- _SHORT PROBLEM_: From the line containing "the woman in" through the last line of the entries below, repeat each line word for word and leave out the rest.

- _RECORD SET_:
+++

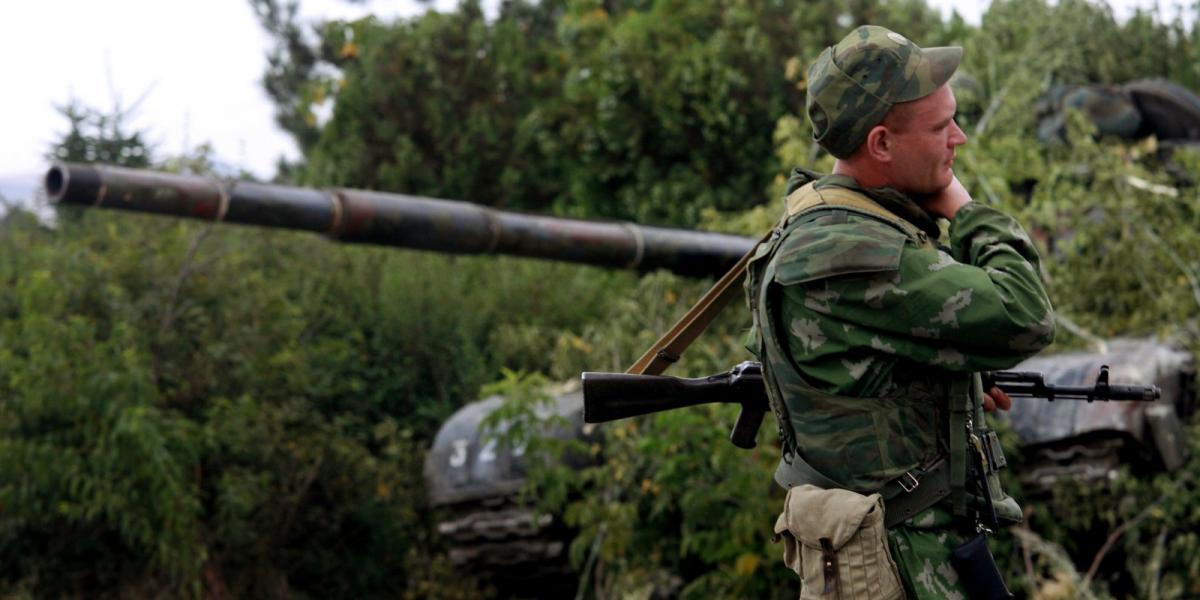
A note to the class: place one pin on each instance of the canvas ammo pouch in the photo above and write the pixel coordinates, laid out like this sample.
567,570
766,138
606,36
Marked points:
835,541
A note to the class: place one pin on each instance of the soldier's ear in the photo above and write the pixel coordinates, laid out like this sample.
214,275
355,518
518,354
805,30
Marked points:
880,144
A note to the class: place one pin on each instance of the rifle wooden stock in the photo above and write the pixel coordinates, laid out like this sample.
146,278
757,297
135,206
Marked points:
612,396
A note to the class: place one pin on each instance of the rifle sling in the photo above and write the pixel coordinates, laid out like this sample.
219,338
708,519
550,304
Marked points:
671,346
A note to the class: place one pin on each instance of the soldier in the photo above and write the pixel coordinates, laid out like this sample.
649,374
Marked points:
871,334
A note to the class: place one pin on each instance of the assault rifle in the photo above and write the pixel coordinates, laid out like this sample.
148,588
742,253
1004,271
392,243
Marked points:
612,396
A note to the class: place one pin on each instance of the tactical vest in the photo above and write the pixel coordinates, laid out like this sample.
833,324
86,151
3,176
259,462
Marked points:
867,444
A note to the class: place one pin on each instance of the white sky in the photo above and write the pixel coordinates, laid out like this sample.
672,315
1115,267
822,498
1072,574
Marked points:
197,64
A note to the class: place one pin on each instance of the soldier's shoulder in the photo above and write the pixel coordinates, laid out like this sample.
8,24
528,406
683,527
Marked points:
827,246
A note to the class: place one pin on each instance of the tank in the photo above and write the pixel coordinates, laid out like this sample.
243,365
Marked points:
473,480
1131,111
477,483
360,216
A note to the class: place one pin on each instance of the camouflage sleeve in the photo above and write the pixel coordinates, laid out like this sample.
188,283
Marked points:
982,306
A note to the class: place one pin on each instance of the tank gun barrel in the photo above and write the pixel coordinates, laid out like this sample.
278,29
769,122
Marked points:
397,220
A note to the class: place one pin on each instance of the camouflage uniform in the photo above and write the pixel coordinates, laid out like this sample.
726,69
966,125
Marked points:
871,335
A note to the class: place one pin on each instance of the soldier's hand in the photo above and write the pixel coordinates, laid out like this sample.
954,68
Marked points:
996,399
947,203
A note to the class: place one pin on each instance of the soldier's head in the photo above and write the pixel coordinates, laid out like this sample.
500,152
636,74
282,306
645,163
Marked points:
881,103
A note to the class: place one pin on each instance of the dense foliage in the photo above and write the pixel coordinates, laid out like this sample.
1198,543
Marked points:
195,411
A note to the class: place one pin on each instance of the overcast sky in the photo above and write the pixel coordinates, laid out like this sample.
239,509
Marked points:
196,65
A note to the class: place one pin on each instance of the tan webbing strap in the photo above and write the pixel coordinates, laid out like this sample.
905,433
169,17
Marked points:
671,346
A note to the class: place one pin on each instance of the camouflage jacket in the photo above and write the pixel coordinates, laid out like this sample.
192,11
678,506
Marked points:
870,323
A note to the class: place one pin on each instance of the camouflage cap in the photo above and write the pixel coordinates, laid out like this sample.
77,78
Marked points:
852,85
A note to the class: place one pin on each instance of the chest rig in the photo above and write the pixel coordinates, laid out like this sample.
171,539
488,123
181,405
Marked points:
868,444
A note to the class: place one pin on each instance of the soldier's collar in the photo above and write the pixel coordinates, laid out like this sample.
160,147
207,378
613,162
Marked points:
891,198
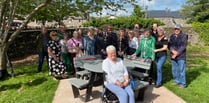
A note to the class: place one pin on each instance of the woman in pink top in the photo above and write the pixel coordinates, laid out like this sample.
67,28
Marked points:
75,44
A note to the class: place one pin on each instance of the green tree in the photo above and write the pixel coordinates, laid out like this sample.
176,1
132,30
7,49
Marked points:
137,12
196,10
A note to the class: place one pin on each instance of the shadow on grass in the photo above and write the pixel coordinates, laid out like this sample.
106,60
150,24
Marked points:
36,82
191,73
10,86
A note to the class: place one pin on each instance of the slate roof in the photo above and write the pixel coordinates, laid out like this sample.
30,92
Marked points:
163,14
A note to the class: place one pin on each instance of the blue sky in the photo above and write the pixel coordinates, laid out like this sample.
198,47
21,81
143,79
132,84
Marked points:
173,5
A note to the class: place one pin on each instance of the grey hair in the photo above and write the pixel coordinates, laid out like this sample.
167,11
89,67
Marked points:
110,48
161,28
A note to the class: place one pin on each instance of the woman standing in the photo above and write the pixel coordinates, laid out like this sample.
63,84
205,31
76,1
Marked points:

+++

- _WRITTEN SOLUTION_:
A note to the class: place one pin on each instance of the woman in pink top in the photo above and write the pixel coordinates, laid out like this sample.
67,28
Marked points:
75,44
A note to the class: place one pin on each instance of the green tree in the photo above and write the pixel coordinates, laid out like this sample.
176,1
132,30
7,49
Marked points:
137,12
196,10
A note to the class: place one pin on each instance of the shadow on grass in the photo above and write the pixel coordinates, laid out like this sample.
106,60
150,24
Marked points:
36,82
191,73
10,86
A note to the class: place one pin on each instance of the slate roof in the photo above and write the pixel coordinates, laid out like this sample.
30,92
Marked points:
163,14
A note to the class: place one pin on each instance of the blue sky in the photo above and write the pixel coordinates, laid out like this sample.
198,47
21,81
143,79
132,84
Marked points:
173,5
A note to the class: place one pin on each instance of the grey hair in the photo above and write the pixel coordinates, laid out like this sample.
167,11
89,67
Marked points:
110,48
161,28
A note to the class: place one pin on each instance of the woman standing in the photo above and write the pixel coordinates, laid out like this sample.
63,84
205,31
76,1
Marked points:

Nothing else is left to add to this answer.